== Belge Alıntısı ==
──────

Ertelenmiş bir zaman, hiç yaşanmamaya mahkumdur..Hayallerin bekleyişini yalnızca bir pişmanlık karşılar...Mevsimleri, ayları ve haftaları saymaya kalktığında, ömür yaşanmamış bir bahar gibi tükenir, kaybolur gider...
Sevdiğini bulmak ya da bulduğunu sevmek tercihi en zor olan iki seçenektir yaşanan bu hayat sınavında...Boşuna akan ırmaklar mı var yüreklerde, sebepsiz mi coşkun bir denizde maviye olan özlemler...
Ufukta görünen o ki, mutluluk tek kişiliktir aslında...
Karşımızdakinin çabasına ihtiyacı yoktur mutluluğun...Sevginde
sevebildiğin kadar büyüktür, sevdiğin sürece meydan okur dünyaya... Sevip te sevilmiyorsan, karşılık bulmuyorsa sevdan, masumane bakışlarınla baktığın gözler seni görmüyorsa hasretle beklenen gelmez hiçbir zaman, o hasret yüklü zamanı yalnız ve tek başına tüketirsin......

──────

Bir etiketleme veri kümesinden kayıtlar
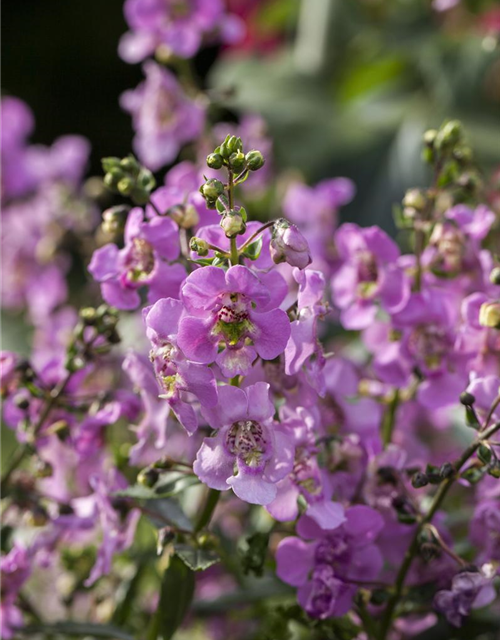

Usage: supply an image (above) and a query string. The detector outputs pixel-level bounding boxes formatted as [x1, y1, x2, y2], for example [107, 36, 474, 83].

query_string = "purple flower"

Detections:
[119, 0, 241, 63]
[434, 565, 496, 627]
[0, 544, 31, 640]
[282, 176, 355, 273]
[276, 505, 384, 619]
[270, 218, 311, 269]
[145, 298, 217, 434]
[455, 292, 500, 376]
[422, 204, 496, 277]
[467, 376, 500, 424]
[332, 224, 410, 329]
[193, 382, 294, 505]
[61, 467, 140, 587]
[470, 496, 500, 573]
[285, 268, 327, 395]
[120, 62, 205, 171]
[89, 207, 186, 309]
[177, 265, 290, 377]
[364, 288, 470, 409]
[122, 351, 170, 465]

──────

== Görevler ==
[1] Sevgi ve mutluluk üzerine yazılmış metinde "Ertelenmiş bir zaman" sözleriyle başlayan paragrafı, ana düşüncelerini koruyarak daha kısa biçimde yeniden yazın.
[2] Sevgi ve mutluluk üzerine yazılmış metni son cümlesinden sonra bir paragraf daha ekleyerek sürdürün.

== Beklenen Yanıtlar ==
[1] Ertelenen zaman hiç yaşanmaz ve hayallerini bekleyeni sonunda yalnızca pişmanlık karşılar. Mevsimleri, ayları ve haftaları sayarak geçen bir ömür, yaşanmamış bir bahar gibi tükenip kaybolur.

[2]
Ama boşa geçmemiştir dolan vakit...
Heba olan, yazmaya çalıştığın şiirlerin de değildir...Türkülerin diliyle yas tuttuğun ıssız geceler, sırdaşlığını hiç terk etmez...Kıymetini
bilmediğin kır çiçekleri yeniden açar, o içinde özenle sakladığın gül solarken...
Yıllar geçse de üstünden, ayrılanlar hep aynı acıyı çeker...Ama yollar hiç bitmez.. Sonuna yaklaştım dediğin yerler, birer duraktır aslında...Ve sen yolculuğunu gönüllü olarak bitirmişsindir o durakta..Güneş hep geç doğmuş gibi gelir sana..
Hep bir umutla beklenirken sevda habercisi, yüreğini teselli etmek de sana düşer...
Her şeye rağmen ürkütmesin seni bu sevdanın ateşi...Her yangın, ilk önce başladığı yeri yakar...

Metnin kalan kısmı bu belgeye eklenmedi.